| REQUIRED WORK |
Copy every line of the items below word for word, keeping each number where it stands. Leave the pictures out of your copy.

======

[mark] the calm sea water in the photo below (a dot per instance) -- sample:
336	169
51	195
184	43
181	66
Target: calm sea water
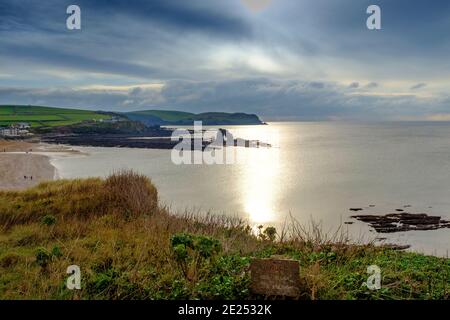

======

| COMPLETED EXERCISE |
[mark] the calm sea water in the photo below (a dot per instance) -- sample:
336	169
51	195
184	43
181	66
Target: calm sea water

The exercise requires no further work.